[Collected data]
** START **
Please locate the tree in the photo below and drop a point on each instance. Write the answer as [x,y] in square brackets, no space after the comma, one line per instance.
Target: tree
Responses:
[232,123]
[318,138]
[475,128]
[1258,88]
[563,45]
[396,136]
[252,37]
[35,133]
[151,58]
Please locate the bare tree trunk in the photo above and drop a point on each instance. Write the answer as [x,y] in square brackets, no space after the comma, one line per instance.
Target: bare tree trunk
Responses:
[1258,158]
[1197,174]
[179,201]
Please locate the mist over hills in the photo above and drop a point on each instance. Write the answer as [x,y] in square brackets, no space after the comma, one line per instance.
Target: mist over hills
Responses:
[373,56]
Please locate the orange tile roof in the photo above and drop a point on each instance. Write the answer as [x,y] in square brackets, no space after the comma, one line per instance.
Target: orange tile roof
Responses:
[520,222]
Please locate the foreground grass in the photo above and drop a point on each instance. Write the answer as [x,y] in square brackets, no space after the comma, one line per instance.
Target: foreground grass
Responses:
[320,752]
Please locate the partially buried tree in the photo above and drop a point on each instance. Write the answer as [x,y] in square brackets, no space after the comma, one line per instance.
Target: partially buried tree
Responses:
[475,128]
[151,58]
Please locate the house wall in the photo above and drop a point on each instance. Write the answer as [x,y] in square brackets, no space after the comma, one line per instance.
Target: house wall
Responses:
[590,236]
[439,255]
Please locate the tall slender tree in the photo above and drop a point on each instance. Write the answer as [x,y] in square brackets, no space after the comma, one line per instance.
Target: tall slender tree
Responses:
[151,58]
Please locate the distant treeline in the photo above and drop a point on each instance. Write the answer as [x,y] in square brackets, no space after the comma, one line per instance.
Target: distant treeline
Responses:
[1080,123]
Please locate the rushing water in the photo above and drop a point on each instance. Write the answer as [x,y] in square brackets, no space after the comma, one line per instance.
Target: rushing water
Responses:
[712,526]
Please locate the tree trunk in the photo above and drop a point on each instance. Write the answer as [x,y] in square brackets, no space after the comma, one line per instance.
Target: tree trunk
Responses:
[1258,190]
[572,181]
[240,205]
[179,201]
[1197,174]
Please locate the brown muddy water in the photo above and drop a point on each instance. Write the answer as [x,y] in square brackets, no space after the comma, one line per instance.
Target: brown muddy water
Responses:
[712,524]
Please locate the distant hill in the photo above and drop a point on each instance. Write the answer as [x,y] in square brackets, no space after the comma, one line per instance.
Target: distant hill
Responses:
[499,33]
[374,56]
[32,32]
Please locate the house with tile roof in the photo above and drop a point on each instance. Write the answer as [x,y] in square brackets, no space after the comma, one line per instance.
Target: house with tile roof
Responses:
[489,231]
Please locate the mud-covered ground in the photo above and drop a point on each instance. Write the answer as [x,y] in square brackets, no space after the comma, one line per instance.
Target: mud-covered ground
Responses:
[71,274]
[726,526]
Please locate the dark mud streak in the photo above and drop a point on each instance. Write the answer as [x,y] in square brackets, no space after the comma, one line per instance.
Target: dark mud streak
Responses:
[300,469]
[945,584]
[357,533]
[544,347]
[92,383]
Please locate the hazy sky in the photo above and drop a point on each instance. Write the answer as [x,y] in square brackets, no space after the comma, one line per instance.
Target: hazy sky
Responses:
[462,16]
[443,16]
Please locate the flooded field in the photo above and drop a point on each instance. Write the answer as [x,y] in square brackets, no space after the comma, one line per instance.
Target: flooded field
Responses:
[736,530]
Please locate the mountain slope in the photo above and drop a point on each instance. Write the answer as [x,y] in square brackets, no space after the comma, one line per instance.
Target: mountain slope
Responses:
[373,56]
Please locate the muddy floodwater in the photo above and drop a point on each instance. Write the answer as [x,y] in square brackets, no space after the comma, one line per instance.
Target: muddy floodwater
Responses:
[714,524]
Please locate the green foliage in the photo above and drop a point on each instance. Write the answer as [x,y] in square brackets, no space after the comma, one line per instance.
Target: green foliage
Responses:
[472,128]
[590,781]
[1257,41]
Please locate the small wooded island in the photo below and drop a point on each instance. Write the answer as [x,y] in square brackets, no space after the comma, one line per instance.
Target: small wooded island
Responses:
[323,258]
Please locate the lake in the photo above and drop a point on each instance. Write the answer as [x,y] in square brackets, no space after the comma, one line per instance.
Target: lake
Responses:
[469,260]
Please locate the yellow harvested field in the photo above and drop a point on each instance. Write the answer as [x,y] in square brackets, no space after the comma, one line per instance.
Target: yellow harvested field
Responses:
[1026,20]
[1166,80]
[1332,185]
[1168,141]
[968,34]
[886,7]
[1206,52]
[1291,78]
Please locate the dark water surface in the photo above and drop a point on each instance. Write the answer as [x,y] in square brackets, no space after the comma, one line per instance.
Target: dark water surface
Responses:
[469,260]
** END **
## TASK DIRECTIONS
Can you reproduce every one of the entries above verbatim, line for line?

## RESPONSE TO THIS EXERCISE
Please locate the tree in the photo below and drop a point on each instance. Write the answer as [x,y] in square brackets, no space after the comma, one line per instance.
Target: tree
Responses:
[232,123]
[318,138]
[475,128]
[1258,88]
[563,45]
[396,136]
[252,37]
[35,133]
[151,58]
Please locate the bare tree trunk in the photo above and drop a point on each instance. Write the answer as [x,y] in square brackets, no space after the comma, one line per instance.
Target: bare tree trunk
Responses:
[1258,158]
[1197,174]
[179,201]
Please locate the mist over hills in the photo above and drop a point on each instance. Write the answer as [x,y] in square brackets, no space after the comma, one line per instance.
Target: mist over hills
Responses:
[373,56]
Please locate the orange tile roof in the photo above and drop a point on each instance. Write the answer as [x,y] in square brackets, no space after the comma, one line per instance.
Target: orange tile roof
Responses:
[520,222]
Please locate the foreground grass in the photo above and drop a point on each instance. Write the answer as [x,y] in square brackets, no space after the comma, one line per instance.
Target: foreground grass
Responses:
[320,752]
Please locate the partially buried tree in the photo above and drop a point on each instance. Write the answer as [x,y] in square brackets, no space after the comma, one line per instance.
Target: partially buried tree
Responses:
[475,128]
[151,58]
Please locate the house wall in the photo above and drop a point on each instance. Write the answer as [x,y] in square brackets, no space after the comma, one line per instance.
Target: house wall
Responses:
[590,236]
[439,255]
Please locate the tall slender tree in the photo above and drop a point on each instance. Write the answer as [x,y] in square brackets, no space after the comma, one line per instance.
Target: tall slender tree
Responses:
[151,58]
Please locate the distant treeline in the photo above and drop a point on each instance. Write the answer as [x,y] in square brackets, no space after the comma, one line per instance.
Target: distant treeline
Responses:
[1080,123]
Please locate the rushing water in the photo above and drop a point on each instance. Write the answer as [x,y] in square brackets, no space after the comma, one line per instance.
Target: rushing water
Responses:
[712,526]
Please locate the tree trunk in the photo above and drop a point on each instance. Write the answer as [x,y] in square brackets, no space after the comma, one line per instance.
Target: tree trunk
Responses:
[1258,190]
[572,181]
[240,205]
[179,201]
[1197,174]
Please locate the brown muddy water in the photo above and drop a point on each instance. Write the answer as [x,y] in square brackets, no space after the comma, one line per instance.
Target: brown muddy water
Responses:
[712,524]
Please locate the distant hill in the photo above and drop a point on each instance. Write the answer as [x,y] in square brackets, no space after the comma, one line per instance.
Target: distant hill
Responses:
[499,33]
[374,56]
[32,32]
Please locate the house with tile roof in the photo above and drop a point on each instance. Write the answer as [x,y] in square brackets, no space after the comma, one line per instance.
Target: house with tile roof
Responses:
[489,231]
Please locate the mud-covered ground in the photo above and drop a point on each instance. Write the answer as [x,y] in square brackets, no space after the comma, one line per instance.
Target: mud-covered ground
Responses:
[71,274]
[726,526]
Please locate the dark mud streak in the photo above and drop a point on each instance. Write the answer as [x,y] in square brackets, no space after the comma, one line per instance.
Target: dark mud streak
Responses:
[300,469]
[945,584]
[357,533]
[544,347]
[92,383]
Please locate the hazy sky in the photo above and drop a point on each instance. Write the answer as [x,y] in square brackets, no space after the comma, one line per instance.
Target: hazy sky
Responses:
[462,16]
[443,16]
Please locate the flooded field in the photo above and drop a point on each instance. Write the answer as [x,y] in square brackets, no space after the comma, one line per instance.
Target: flooded field
Responses:
[736,530]
Please locate the mountain slope in the photo above and drop a point on each instance. Write the answer as [x,y] in square brackets, no space after the comma, one line per instance.
Target: mountain slope
Responses:
[373,56]
Please locate the muddy floodwater in the photo above and drop a point on each instance. Write the answer as [x,y] in square brackets, no space after the comma, one line per instance.
Target: muddy floodwater
Responses:
[714,524]
Please locate the green foliage in the photo above and drop a point on each instance. Write the answer as [x,y] in square brackets, no space after the comma, one line per instance.
Target: green foliage
Responses:
[472,128]
[590,781]
[1257,41]
Please locate the small wooded island in the photo below and drop a point on each instance. Write the answer as [x,y] in square brackets, no space after the comma, one line per instance.
Target: small wooded island
Responses:
[323,258]
Please locate the lake in the photo above and drop a point on each instance. Write the answer as [x,y] in square brackets, no space after the comma, one line per instance.
Target: lake
Responses:
[469,260]
Please locate the yellow harvested field in the photo above and drop a point on each instance. Write the answer as [x,y] in square brackets, no space after the comma, one line per instance.
Target: yellow harvested field
Responses:
[1026,20]
[1166,80]
[1332,185]
[1168,141]
[968,34]
[886,7]
[1206,52]
[1291,78]
Please locate the dark water surface in the photo above and drop a point on each instance. Write the answer as [x,y] in square brackets, no space after the comma, one line per instance.
Target: dark water surface
Responses:
[469,260]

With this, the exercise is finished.